▶ [EXTRAIT FOURNI]
Texte de la REPONSE :

SITUATION FISCALE DE LA COMMUNAUTÉ
D'AGGLOMÉRATION DE LA PORTE DU HAINAUT
DANS LE NORD

    M. le président. La parole est à M. Alain Bocquet pour exposer sa question, n° 83, relative à la situation fiscale de la communauté d'agglomération de la Porte du Hainaut dans le Nord.
    M. Alain Bocquet. Monsieur le président, je vous remercie et je souhaite bonne année à tous.
    Monsieur le ministre délégué aux libertés locales, la communauté d'agglomération de la Porte du Hainaut, qui regroupe 38 communes et quelques 145 000 habitants, est située dans l'arrondissement de Valenciennes, lequel bénéficie des fonds structurels au titre de l'objectif 1. C'est dire son faible niveau de ressources et de moyens.

▶ [DONNÉES FOURNIES]
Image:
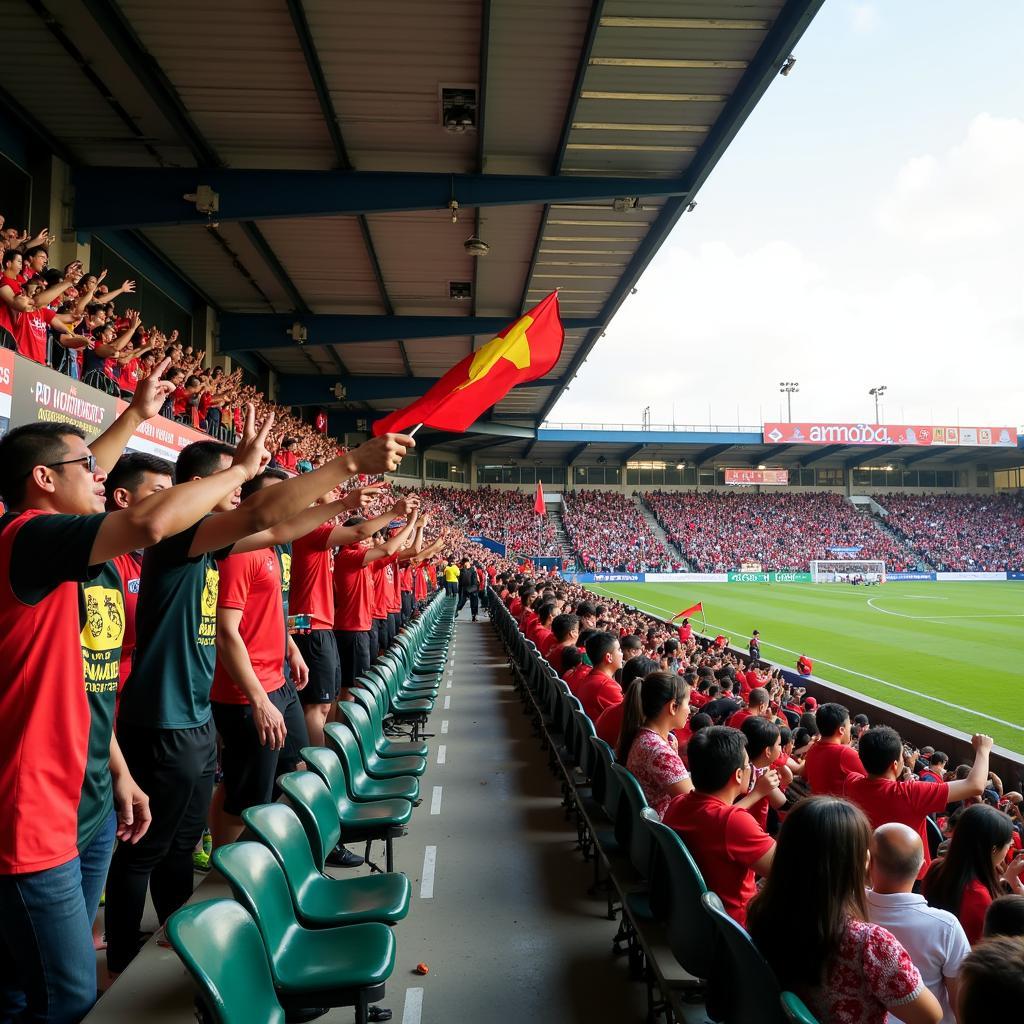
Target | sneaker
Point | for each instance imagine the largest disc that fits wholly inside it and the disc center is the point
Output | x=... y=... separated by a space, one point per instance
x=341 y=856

---

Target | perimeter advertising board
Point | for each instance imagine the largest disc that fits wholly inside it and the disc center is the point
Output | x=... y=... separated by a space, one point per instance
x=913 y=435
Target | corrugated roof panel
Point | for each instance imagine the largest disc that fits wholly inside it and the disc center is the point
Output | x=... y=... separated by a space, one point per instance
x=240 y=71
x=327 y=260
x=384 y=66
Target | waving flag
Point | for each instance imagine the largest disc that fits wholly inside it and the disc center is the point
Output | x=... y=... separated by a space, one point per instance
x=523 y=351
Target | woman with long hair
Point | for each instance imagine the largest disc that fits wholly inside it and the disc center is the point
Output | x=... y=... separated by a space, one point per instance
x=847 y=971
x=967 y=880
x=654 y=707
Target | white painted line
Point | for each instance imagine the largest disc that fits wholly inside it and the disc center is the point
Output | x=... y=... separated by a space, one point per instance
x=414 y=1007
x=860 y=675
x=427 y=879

==

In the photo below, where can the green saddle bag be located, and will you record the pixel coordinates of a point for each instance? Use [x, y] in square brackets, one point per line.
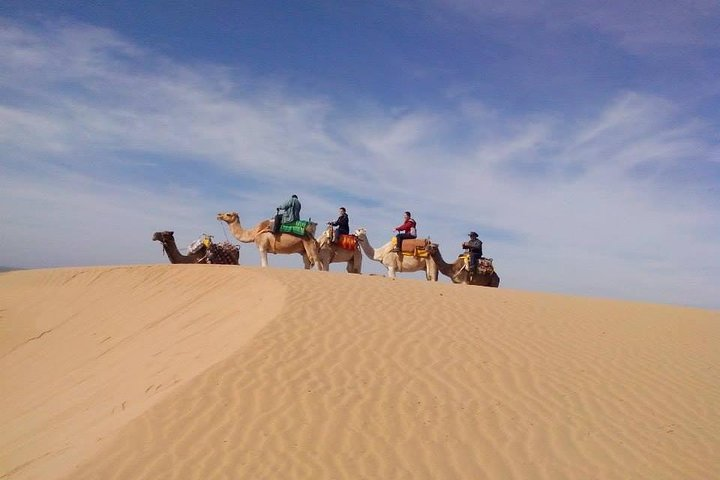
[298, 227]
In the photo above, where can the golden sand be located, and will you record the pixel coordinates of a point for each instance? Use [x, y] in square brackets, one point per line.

▶ [EXERCICE PROPOSÉ] Recopiez à l'identique, dans l'extrait sur la situation fiscale de la Porte du Hainaut, tout le passage qui va de « M. le président. La » jusqu'à « et de moyens. ». Seul l'extrait sert de référence.

▶ [RÉPONSE ATTENDUE]
M. le président. La parole est à M. Alain Bocquet pour exposer sa question, n° 83, relative à la situation fiscale de la communauté d'agglomération de la Porte du Hainaut dans le Nord.
    M. Alain Bocquet. Monsieur le président, je vous remercie et je souhaite bonne année à tous.
    Monsieur le ministre délégué aux libertés locales, la communauté d'agglomération de la Porte du Hainaut, qui regroupe 38 communes et quelques 145 000 habitants, est située dans l'arrondissement de Valenciennes, lequel bénéficie des fonds structurels au titre de l'objectif 1. C'est dire son faible niveau de ressources et de moyens.